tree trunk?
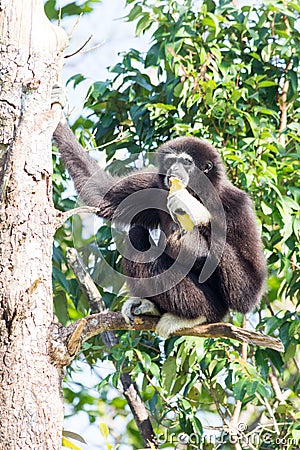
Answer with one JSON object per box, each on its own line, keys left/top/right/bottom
{"left": 0, "top": 1, "right": 67, "bottom": 449}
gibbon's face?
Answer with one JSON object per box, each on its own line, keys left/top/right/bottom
{"left": 162, "top": 151, "right": 195, "bottom": 188}
{"left": 157, "top": 136, "right": 224, "bottom": 190}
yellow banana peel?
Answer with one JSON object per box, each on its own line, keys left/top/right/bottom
{"left": 169, "top": 177, "right": 194, "bottom": 231}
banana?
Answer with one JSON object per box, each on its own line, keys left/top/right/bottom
{"left": 169, "top": 177, "right": 194, "bottom": 231}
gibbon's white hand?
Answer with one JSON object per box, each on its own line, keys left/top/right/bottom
{"left": 167, "top": 189, "right": 211, "bottom": 226}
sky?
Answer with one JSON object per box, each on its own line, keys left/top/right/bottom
{"left": 60, "top": 0, "right": 150, "bottom": 120}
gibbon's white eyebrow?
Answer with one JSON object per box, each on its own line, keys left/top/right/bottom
{"left": 164, "top": 152, "right": 194, "bottom": 163}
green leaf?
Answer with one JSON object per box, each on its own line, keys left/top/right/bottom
{"left": 258, "top": 80, "right": 277, "bottom": 87}
{"left": 256, "top": 382, "right": 273, "bottom": 399}
{"left": 261, "top": 44, "right": 273, "bottom": 62}
{"left": 264, "top": 315, "right": 282, "bottom": 335}
{"left": 233, "top": 378, "right": 247, "bottom": 401}
{"left": 149, "top": 362, "right": 160, "bottom": 379}
{"left": 255, "top": 349, "right": 269, "bottom": 379}
{"left": 127, "top": 4, "right": 143, "bottom": 22}
{"left": 52, "top": 267, "right": 70, "bottom": 293}
{"left": 161, "top": 356, "right": 177, "bottom": 392}
{"left": 136, "top": 13, "right": 151, "bottom": 36}
{"left": 288, "top": 69, "right": 298, "bottom": 94}
{"left": 53, "top": 292, "right": 69, "bottom": 325}
{"left": 135, "top": 349, "right": 152, "bottom": 371}
{"left": 261, "top": 201, "right": 273, "bottom": 215}
{"left": 231, "top": 90, "right": 243, "bottom": 102}
{"left": 67, "top": 74, "right": 86, "bottom": 88}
== == ==
Render the data above verbatim and without pictures.

tree trunk?
Answer with one JSON object per box, each on its own line, keys left/top/right/bottom
{"left": 0, "top": 1, "right": 67, "bottom": 449}
gibbon's face?
Answer with one JSON object per box, each on its own line, keys left/top/right/bottom
{"left": 162, "top": 151, "right": 195, "bottom": 188}
{"left": 157, "top": 136, "right": 224, "bottom": 190}
yellow banana peel?
Answer with one JSON object per box, each on its own line, keys left/top/right/bottom
{"left": 169, "top": 177, "right": 194, "bottom": 231}
banana?
Answer with one JSON object per box, each on its own line, keys left/top/right/bottom
{"left": 169, "top": 177, "right": 194, "bottom": 231}
gibbon's white hand?
Answer with one JSON object per box, each on its own line, keys left/top/right/bottom
{"left": 167, "top": 189, "right": 211, "bottom": 226}
sky?
Answer with one JSON object per box, each on its own line, keys left/top/right/bottom
{"left": 60, "top": 0, "right": 150, "bottom": 120}
gibbon's white eyebrow?
Answer with one JSON object per box, each on its own line, keys left/top/right/bottom
{"left": 164, "top": 152, "right": 194, "bottom": 163}
green leaf?
Answer with one JSON object per box, each on its own line, keys left/top/right/bottom
{"left": 258, "top": 80, "right": 277, "bottom": 87}
{"left": 256, "top": 382, "right": 273, "bottom": 399}
{"left": 261, "top": 44, "right": 273, "bottom": 62}
{"left": 264, "top": 315, "right": 282, "bottom": 335}
{"left": 233, "top": 378, "right": 247, "bottom": 401}
{"left": 149, "top": 362, "right": 160, "bottom": 379}
{"left": 255, "top": 349, "right": 269, "bottom": 379}
{"left": 127, "top": 4, "right": 143, "bottom": 22}
{"left": 52, "top": 267, "right": 70, "bottom": 293}
{"left": 161, "top": 356, "right": 177, "bottom": 392}
{"left": 136, "top": 13, "right": 151, "bottom": 36}
{"left": 288, "top": 69, "right": 298, "bottom": 94}
{"left": 53, "top": 292, "right": 69, "bottom": 325}
{"left": 135, "top": 349, "right": 152, "bottom": 371}
{"left": 261, "top": 201, "right": 273, "bottom": 215}
{"left": 231, "top": 90, "right": 243, "bottom": 102}
{"left": 67, "top": 74, "right": 86, "bottom": 88}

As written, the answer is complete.